What you will do: Give back all the data exactly, line by line.

..........

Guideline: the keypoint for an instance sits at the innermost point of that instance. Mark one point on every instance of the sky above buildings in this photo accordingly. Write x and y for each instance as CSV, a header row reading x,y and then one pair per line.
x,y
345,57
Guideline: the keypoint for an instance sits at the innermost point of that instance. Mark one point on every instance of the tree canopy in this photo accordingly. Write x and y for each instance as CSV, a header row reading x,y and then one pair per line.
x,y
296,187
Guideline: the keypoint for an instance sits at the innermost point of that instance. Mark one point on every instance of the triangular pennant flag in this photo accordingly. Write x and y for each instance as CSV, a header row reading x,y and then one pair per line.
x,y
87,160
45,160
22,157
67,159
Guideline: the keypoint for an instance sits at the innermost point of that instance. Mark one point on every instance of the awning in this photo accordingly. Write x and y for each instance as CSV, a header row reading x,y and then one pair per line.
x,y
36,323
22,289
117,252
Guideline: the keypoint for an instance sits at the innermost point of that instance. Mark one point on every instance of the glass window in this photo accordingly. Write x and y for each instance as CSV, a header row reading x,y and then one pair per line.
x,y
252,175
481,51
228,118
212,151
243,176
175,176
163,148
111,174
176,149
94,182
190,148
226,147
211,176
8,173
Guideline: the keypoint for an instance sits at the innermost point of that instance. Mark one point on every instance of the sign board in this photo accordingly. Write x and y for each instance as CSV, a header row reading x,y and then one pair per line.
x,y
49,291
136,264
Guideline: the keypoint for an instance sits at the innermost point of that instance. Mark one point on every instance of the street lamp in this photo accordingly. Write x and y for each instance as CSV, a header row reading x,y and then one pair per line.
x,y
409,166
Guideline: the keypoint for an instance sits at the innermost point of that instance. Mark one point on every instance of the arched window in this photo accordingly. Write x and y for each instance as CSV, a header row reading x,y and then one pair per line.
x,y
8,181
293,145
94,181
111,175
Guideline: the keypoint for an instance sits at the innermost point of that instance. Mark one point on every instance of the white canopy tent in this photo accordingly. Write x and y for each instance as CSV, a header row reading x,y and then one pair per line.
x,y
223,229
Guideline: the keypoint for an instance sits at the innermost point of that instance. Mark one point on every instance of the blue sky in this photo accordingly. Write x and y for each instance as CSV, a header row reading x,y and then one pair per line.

..........

Your response:
Guideline: the keypoint for an instance sits at the innermost point of that instance. Mark one point on every instance of the sky above buildings in this photo accordingly. Write x and y for each instance as CSV, a header row reading x,y and then one pair per line.
x,y
345,57
Guideline: the keypoint for an instance sits at the innermost point of that instance. Mark one point on every instance of the tree canopy in this photo accordingly. Write x and y for each instance as CSV, a header row reading x,y and then one pair per line.
x,y
296,187
Guideline: the keypoint for an instance sits at the innermost point of that instance. Mark one point on every instance of the triangular pennant flag in this photo accordingly. Write x and y for each instance as CSV, a header row reading x,y and then one pair per line.
x,y
87,160
45,160
22,157
67,159
Guideline: the keypoint for an instance sits at the innermost point of that instance. Mark one point on every instance of the awning in this photo accordingly. Write x and y for each instance as CSV, a header row reading x,y and then one pair per line.
x,y
36,323
22,289
117,252
Guideline: the keypoint for an instance sits at the innermost point of that instance. Mark one point on every instance of the glass window in this photo accordingly. Write x and y for each instance as CSV, a header row reading x,y and then one pair per line.
x,y
252,175
481,51
228,118
212,151
243,176
175,176
163,148
111,174
176,149
94,182
190,148
226,147
211,176
8,173
Guideline: the keypoint for an instance sits at the innermost point of that instance. Mark one point on every instance of the sign board in this photo accordingly. Write x and y for each instance as CSV, a header row reading x,y and then one pair per line.
x,y
49,291
136,264
Guideline: the keypoint for an instance sits at the innermost point of that instance. Mark one point on every instance of the street lamp in this photo accordingly. Write x and y for each instance as CSV, a header row reading x,y and then one pair per line.
x,y
409,166
Guideline: the keypoint for an instance sits at the innermost point of that instance. Mark one point on every instance of the arched window in this photo accordingly. Write x and y for each instance as CSV, a header row reading x,y and then one pair per line.
x,y
8,181
293,145
94,181
111,175
Guideline: the keypoint for an instance sits at the innermost point of that instance. Mark one point on every instance of the white canopy tent in this photo accordingly. Write x and y for each instance as CSV, a header row reading x,y and then one pair per line.
x,y
223,229
Guideline: the keypoint for an instance sits at the innermost point of that instance. Mark one point on every instance of the blue sky in this photo accordingly. Write x and y for each instance as CSV, a header row reading x,y and then one pair per line.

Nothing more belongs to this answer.